Para selecionar as que ganhariam uma nova abordagem, Clarice encarou o processo de tratar o passado como algo terapêutico. “Sem dúvida, é uma forma de ver o meu trabalho antigo com um olhar livre de arrependimentos”, pondera. “Quando me lancei como cantora, ninguém ainda conhecia o meu jeito de compor, então gravitei para o folk como estratégia para valorizar as letras das minhas músicas. Agora, me identifico mais com a música eletrônica, porque compreendo que a sonoridade também pode conter uma mensagem. É engraçado pensar que antes a minha música era sonoramente mais orgânica, mas só agora ela trata de temas íntimos”.
Presentes no disco de 2013, O que eu bebi e Eu me lembro ganham sintetizadores que imprimem maior profundidade às letras simples e diretas. A primeira, originalmente gravada ao som de ukulele, violino e alguns elementos de percussão, agora ressoa com reverberação na voz e um instrumental crescente que remete à batida de Genesis, da canadense Grimes. Na segunda, sai de cena o cantor Silva, da versão original, dando espaço para Letrux, codinome artístico de Letícia Novaes.
Quanto ao trabalho de 2016, Clarice escolheu dar nova cara para as carnavalesca Irônico, agora com batida divertida e explosiva, e Eu escolhi você, imersa em um universo oitentista. A versão original dessa última causou furor ao ganhar clipe no qual apareciam várias pessoas nuas filmadas em close na altura do quadril, dançando e brincando com seus órgãos sexuais.
“A única inédita, incluí porque ela nasceu de uma forma muito espontânea”, conta. Pra ter o que fazer foi criada num dia em que eu e Lucas estávamos literalmente sem ter o que fazer e ele me perguntou se eu tinha alguma letra pronta. Essa foi criada há muito tempo e como nunca consegui encaixá-la em algum lugar, colocamos a mão na massa”.
****
Ações necessárias:
1. No texto sobre as regravações de Clarice, quem substitui o cantor Silva na nova versão de Eu me lembro?
2. Retome, por favor, o texto sobre as regravações de Clarice a partir do ponto em que ele termina.
****
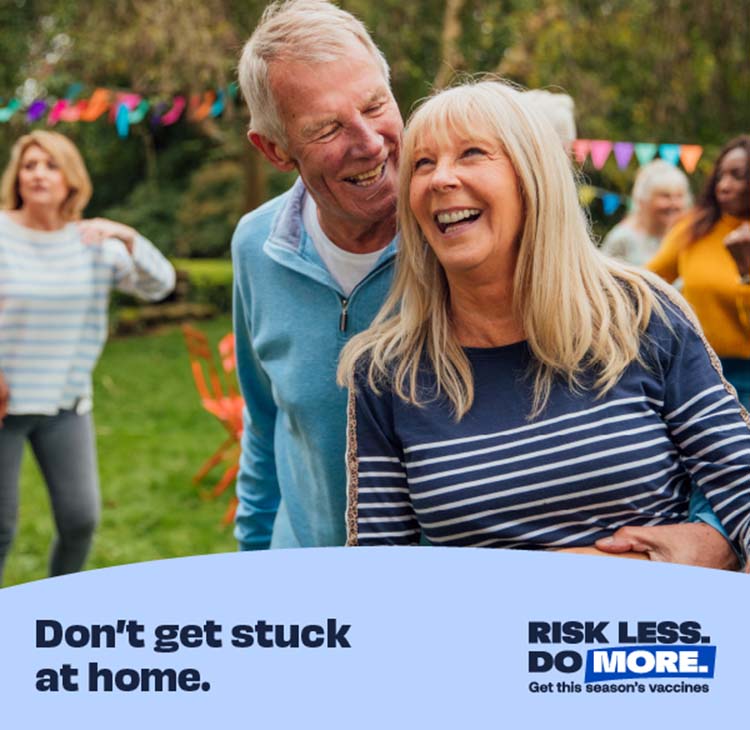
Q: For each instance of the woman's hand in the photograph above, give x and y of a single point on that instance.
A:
(738, 244)
(689, 543)
(4, 398)
(95, 230)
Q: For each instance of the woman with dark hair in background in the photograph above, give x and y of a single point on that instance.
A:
(56, 274)
(710, 252)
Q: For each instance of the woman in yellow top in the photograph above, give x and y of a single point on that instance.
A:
(710, 251)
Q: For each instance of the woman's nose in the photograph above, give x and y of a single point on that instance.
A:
(444, 176)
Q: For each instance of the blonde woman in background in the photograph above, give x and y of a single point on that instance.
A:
(660, 196)
(710, 251)
(56, 274)
(519, 388)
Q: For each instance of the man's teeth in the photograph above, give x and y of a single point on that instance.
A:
(456, 216)
(369, 177)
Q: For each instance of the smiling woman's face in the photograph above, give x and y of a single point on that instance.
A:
(41, 181)
(465, 196)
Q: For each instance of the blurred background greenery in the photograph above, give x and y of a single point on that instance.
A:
(639, 70)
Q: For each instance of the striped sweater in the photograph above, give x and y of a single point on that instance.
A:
(54, 296)
(583, 468)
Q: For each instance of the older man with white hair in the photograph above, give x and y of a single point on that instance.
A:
(313, 266)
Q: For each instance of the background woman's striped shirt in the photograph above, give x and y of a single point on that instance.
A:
(54, 297)
(585, 467)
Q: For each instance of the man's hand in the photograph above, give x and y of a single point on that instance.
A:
(692, 543)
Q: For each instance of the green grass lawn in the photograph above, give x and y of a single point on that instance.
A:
(152, 436)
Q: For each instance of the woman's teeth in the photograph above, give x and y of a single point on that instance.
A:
(449, 218)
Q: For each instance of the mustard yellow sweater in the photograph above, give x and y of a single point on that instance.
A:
(711, 284)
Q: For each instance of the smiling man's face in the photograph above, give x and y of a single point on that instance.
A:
(344, 133)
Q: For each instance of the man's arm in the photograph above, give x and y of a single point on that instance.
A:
(257, 483)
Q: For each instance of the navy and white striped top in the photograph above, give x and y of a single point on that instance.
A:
(583, 468)
(54, 296)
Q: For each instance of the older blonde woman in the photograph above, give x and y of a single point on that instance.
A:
(661, 195)
(57, 273)
(518, 388)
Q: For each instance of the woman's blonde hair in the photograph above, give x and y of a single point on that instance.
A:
(66, 155)
(581, 312)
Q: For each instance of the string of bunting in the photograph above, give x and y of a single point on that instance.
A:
(123, 108)
(599, 151)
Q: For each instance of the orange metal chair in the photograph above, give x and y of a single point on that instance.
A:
(220, 398)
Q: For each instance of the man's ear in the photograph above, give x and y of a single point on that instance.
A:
(272, 151)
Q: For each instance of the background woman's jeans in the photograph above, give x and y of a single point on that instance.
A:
(65, 449)
(737, 372)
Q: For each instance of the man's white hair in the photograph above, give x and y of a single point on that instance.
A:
(310, 31)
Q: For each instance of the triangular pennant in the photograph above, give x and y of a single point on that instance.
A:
(36, 111)
(97, 105)
(645, 152)
(610, 203)
(217, 108)
(623, 153)
(73, 90)
(689, 156)
(178, 106)
(7, 112)
(72, 112)
(600, 149)
(581, 150)
(202, 110)
(670, 153)
(136, 116)
(586, 193)
(122, 120)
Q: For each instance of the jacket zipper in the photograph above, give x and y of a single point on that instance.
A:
(345, 301)
(343, 316)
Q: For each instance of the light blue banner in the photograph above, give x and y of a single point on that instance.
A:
(376, 638)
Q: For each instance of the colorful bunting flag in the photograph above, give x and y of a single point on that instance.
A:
(57, 110)
(217, 108)
(136, 115)
(122, 120)
(7, 112)
(623, 153)
(97, 105)
(689, 156)
(645, 152)
(670, 153)
(610, 203)
(586, 194)
(581, 149)
(36, 110)
(600, 149)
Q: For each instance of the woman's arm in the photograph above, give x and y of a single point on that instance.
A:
(379, 510)
(139, 267)
(708, 426)
(4, 398)
(665, 261)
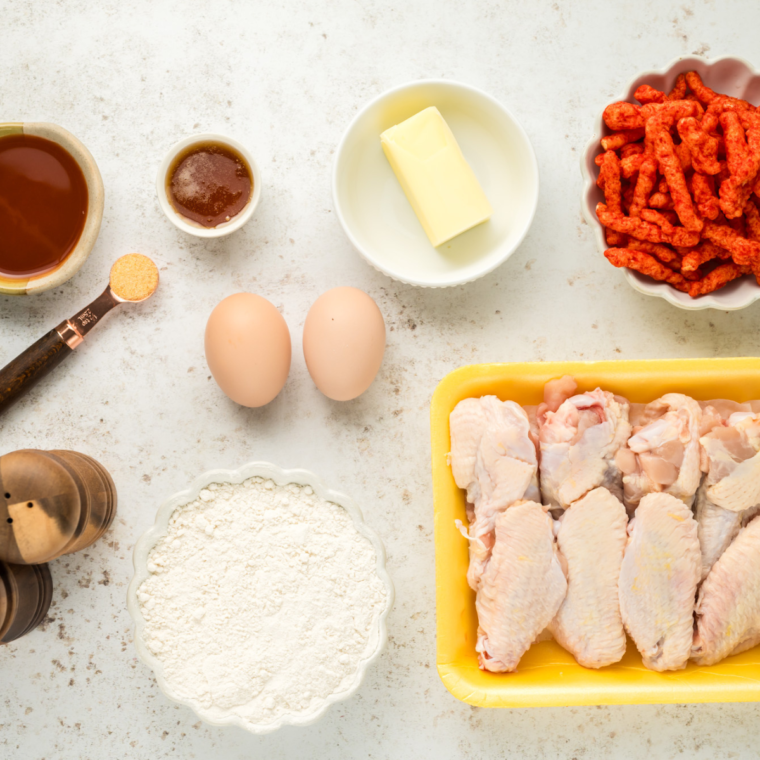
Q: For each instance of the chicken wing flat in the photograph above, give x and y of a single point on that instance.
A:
(663, 454)
(578, 442)
(521, 589)
(658, 581)
(730, 492)
(728, 609)
(494, 458)
(592, 538)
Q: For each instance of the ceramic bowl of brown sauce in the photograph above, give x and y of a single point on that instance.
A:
(208, 185)
(51, 206)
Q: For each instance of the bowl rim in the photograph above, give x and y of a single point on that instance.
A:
(281, 477)
(95, 204)
(646, 287)
(366, 255)
(176, 218)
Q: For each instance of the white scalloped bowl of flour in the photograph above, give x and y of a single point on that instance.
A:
(226, 684)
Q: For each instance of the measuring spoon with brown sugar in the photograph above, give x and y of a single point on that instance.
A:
(134, 278)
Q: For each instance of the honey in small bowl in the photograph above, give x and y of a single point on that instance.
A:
(43, 205)
(209, 183)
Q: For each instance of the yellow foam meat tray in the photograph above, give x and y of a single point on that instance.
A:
(547, 674)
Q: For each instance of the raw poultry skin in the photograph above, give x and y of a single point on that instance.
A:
(592, 538)
(578, 443)
(521, 589)
(494, 458)
(663, 454)
(728, 609)
(658, 581)
(730, 493)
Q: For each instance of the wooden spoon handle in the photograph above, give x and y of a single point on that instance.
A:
(17, 377)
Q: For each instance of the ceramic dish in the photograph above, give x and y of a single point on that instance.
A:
(376, 215)
(185, 224)
(730, 76)
(282, 477)
(547, 674)
(96, 197)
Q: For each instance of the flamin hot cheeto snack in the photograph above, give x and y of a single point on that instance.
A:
(680, 173)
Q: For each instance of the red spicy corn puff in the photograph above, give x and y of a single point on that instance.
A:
(644, 186)
(703, 147)
(631, 164)
(629, 225)
(658, 218)
(622, 116)
(646, 264)
(752, 219)
(646, 94)
(738, 224)
(703, 189)
(716, 279)
(744, 252)
(614, 239)
(679, 88)
(630, 149)
(619, 139)
(661, 201)
(682, 237)
(670, 112)
(684, 155)
(661, 252)
(670, 166)
(697, 86)
(735, 141)
(609, 181)
(704, 252)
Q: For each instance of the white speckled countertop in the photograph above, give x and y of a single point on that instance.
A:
(130, 78)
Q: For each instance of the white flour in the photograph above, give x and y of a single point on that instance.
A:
(261, 600)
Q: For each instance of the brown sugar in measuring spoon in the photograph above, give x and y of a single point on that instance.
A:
(134, 278)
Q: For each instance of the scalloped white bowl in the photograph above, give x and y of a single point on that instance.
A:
(281, 477)
(730, 76)
(380, 222)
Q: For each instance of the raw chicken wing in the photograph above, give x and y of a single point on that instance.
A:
(578, 442)
(728, 610)
(663, 454)
(730, 493)
(521, 589)
(658, 581)
(494, 458)
(592, 538)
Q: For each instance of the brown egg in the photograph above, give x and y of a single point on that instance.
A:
(343, 342)
(248, 349)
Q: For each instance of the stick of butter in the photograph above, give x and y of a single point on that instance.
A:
(440, 185)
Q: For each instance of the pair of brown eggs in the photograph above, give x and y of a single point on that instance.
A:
(248, 347)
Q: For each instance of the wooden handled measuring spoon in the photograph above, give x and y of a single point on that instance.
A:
(134, 278)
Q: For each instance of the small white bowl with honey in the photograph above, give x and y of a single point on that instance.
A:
(208, 185)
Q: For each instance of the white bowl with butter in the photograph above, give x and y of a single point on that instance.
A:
(377, 215)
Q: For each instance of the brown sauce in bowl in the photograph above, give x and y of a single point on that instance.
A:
(209, 183)
(43, 205)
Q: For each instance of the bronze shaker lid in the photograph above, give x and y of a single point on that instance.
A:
(40, 506)
(29, 590)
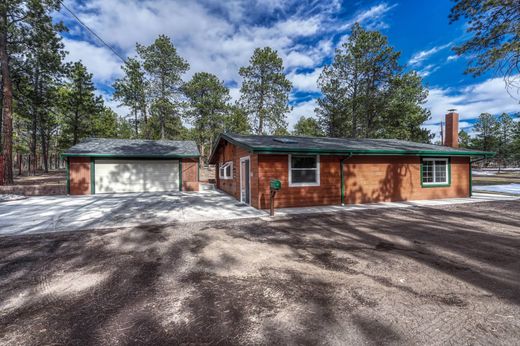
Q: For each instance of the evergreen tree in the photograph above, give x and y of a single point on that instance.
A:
(486, 128)
(494, 42)
(79, 106)
(164, 68)
(265, 91)
(308, 127)
(15, 25)
(131, 92)
(366, 94)
(208, 105)
(236, 121)
(504, 139)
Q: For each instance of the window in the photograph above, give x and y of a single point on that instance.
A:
(435, 172)
(226, 170)
(304, 170)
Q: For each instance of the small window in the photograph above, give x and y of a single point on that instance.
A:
(226, 170)
(435, 172)
(304, 170)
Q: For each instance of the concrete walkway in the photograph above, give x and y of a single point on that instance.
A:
(44, 214)
(477, 197)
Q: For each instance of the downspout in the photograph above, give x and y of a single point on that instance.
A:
(471, 173)
(341, 162)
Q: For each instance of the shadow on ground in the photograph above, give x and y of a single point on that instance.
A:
(401, 276)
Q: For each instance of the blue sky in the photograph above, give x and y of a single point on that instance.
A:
(220, 36)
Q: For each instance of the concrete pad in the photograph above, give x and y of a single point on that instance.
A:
(43, 214)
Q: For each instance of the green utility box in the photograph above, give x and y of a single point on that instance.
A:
(275, 184)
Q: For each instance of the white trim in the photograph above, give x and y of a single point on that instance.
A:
(433, 159)
(224, 166)
(317, 183)
(242, 159)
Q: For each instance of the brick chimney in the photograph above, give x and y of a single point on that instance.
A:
(452, 129)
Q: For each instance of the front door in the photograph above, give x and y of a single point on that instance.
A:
(245, 181)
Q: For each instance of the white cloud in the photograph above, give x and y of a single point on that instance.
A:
(489, 96)
(371, 18)
(419, 57)
(100, 61)
(428, 70)
(305, 81)
(452, 57)
(305, 109)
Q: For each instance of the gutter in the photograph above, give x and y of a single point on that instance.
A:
(341, 166)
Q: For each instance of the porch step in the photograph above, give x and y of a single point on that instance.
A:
(207, 187)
****
Respostas às tarefas:
1. Letrux, codinome artístico de Letícia Novaes.

2.
FÃS
A expectativa em torno do EP foi tanta que Clarice Falcão resolveu envolver os fãs na hora de escolher a imagem de capa. Pelo stories do Instagram, ela lançou um torneio entre 16 imagens da infância selecionadas anteriormente e votadas por eles. A vencedora mostra a cantora de franja, cabelos curtos, óculos e roupa que remete às usadas nas festas juninas.
De fenômeno da internet a artista conceitual, Clarice se encaixa hoje na safra de cantoras que abusam dos economicamente acessíveis sintetizadores e compõem o lado B da cena pop nacional que figura, por exemplo, no seleto (ainda que incongruente) line up do Lollapalooza Brasil, termômetro para artistas emergentes ou nem tanto. Ela estrearia na edição deste ano do festival, agendada para o início de abril e adiada para dezembro por conta da pandemia.
“Para esse show, tinha em mente preparar algo especial, com lançamentos inéditos e dançarinos. Por enquanto, as coisas estão suspensas e eles ainda não entraram em contato comigo para conversar sobre a nova data, mas eu imagino que vá rolar sim”, torce.
“Tinha muita coisa preparada para este ano, ia fazer turnê na Europa e agora os shows estão todos cancelados. É claro que é um momento de completa incerteza, mas sou muito privilegiada, tenho um dinheiro guardado e falo desse lugar específico. O que me preocupa agora são as pessoas que não têm escolha e precisam sair de casa para, paradoxalmente, sobreviver”,conclui.